▶ **Raw data**:
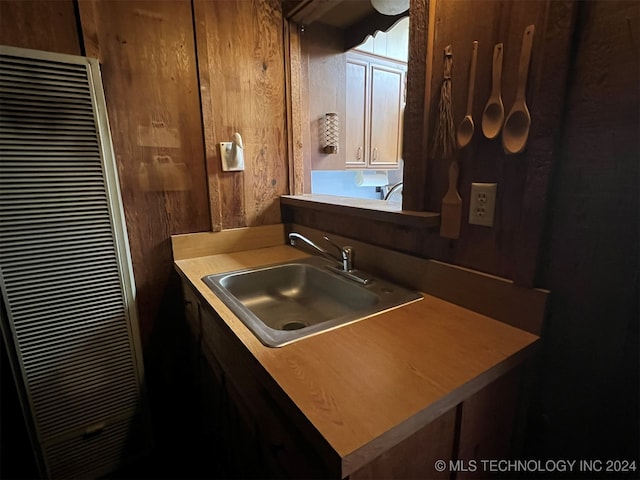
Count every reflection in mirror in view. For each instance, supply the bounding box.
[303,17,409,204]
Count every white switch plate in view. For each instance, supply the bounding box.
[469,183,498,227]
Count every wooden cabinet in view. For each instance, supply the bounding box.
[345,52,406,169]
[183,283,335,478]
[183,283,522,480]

* * *

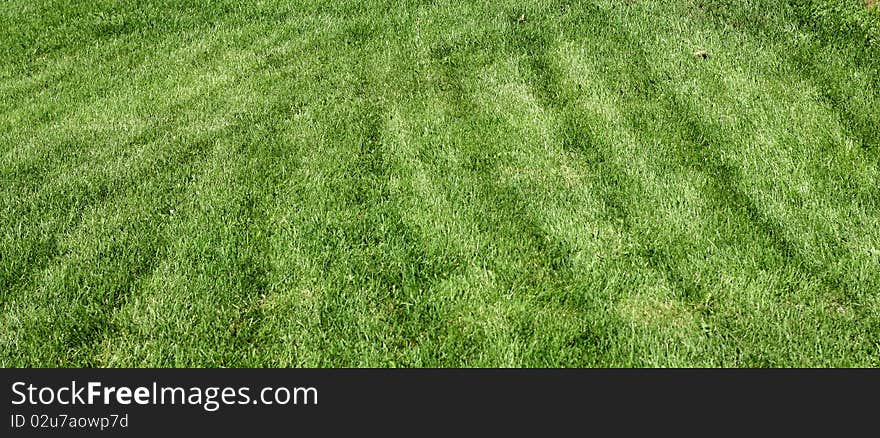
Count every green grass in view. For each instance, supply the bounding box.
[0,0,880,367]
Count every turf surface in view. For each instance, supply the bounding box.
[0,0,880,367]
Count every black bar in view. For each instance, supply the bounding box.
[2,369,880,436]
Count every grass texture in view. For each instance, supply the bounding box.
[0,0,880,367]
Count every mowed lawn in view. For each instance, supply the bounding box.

▶ **Stated task**: Edit the records, beginning with the line that contains "Count every white" and continuing through the line that contains "[469,183,498,227]", so that "switch plate" becomes "light switch cover" and nothing else changes. Give back only those lines.

▶ **Task output**:
Count every white light switch cover in view. For each instance, supply the bounding box.
[469,183,498,227]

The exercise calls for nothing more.